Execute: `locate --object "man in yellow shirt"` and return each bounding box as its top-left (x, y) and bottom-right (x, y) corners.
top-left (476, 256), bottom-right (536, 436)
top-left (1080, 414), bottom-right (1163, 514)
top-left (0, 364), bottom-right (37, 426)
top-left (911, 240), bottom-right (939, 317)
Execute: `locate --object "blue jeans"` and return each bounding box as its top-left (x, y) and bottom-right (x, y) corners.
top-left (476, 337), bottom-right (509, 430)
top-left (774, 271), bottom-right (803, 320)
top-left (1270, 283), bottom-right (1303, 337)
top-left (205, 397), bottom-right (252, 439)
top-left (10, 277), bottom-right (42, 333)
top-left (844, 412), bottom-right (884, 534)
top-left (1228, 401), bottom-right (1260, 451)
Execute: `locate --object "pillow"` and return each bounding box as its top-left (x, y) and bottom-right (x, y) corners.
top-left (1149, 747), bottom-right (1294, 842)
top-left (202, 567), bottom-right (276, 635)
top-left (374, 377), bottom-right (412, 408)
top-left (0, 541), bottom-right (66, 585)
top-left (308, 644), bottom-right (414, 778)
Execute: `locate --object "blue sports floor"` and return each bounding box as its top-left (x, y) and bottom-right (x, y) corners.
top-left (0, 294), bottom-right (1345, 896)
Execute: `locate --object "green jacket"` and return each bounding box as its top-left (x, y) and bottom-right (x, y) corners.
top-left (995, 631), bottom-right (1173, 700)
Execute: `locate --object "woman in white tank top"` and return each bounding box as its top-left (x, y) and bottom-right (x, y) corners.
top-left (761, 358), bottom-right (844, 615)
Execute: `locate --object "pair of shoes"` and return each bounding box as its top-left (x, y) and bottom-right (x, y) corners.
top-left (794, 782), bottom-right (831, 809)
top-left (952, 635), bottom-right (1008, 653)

_Challenge_. List every line in the material above that contains the string "corners", matching case exactly.

_Written response_.
Execute: `locate --object "man in yellow shirt"` and return each bounding box as its top-left (x, y) and bottom-right (x, y) corners.
Execute: `locate --object "blue jeans"` and return each bounding box as its top-left (x, y) and bottom-right (x, y) corners.
Execute: `locate --object "pillow"` and return each bounding box as its top-left (x, y) and bottom-right (x, y) corners.
Execute: `locate --object "blue sports floor"` and return each bounding box as its top-left (x, y) and bottom-right (x, y) corners.
Execute: `locate --object "green jacket"` and return each bounding box as its top-left (x, y) and bottom-right (x, y) corners.
Execute: `locate --object "woman in white tank top"` and return each bounding box as its top-left (x, y) and bottom-right (x, y) corners.
Execute: `locate --object "pair of shoes"` and return each bounding box as its top-left (x, y) and bottom-right (x, y) corners.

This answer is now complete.